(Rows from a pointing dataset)
▼▼▼

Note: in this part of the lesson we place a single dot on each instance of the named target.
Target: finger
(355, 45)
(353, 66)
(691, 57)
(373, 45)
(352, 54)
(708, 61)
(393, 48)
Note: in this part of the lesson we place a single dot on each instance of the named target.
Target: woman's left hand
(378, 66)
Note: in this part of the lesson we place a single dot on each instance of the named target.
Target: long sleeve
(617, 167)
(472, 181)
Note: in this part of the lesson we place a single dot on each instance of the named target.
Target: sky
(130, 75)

▲▲▲

Goal of the exercise >> Can you rewrite every one of the lines above, swapping each "single dot" for "single point" and leaving everything else untouched?

Right answer >>
Note: in this part of the lesson we place a single point on each instance of the named target.
Target: finger
(355, 45)
(353, 66)
(691, 57)
(373, 45)
(352, 54)
(708, 61)
(393, 48)
Note: in this part of the lesson we place a single point on each instance of the named target.
Target: woman's left hand
(378, 66)
Note: in this part of the lesson we place a single point on each instance of the named target.
Target: long sleeve
(617, 167)
(472, 181)
Note: in this part of the lesson we place a single point on each instance of the named target.
Target: sky
(130, 75)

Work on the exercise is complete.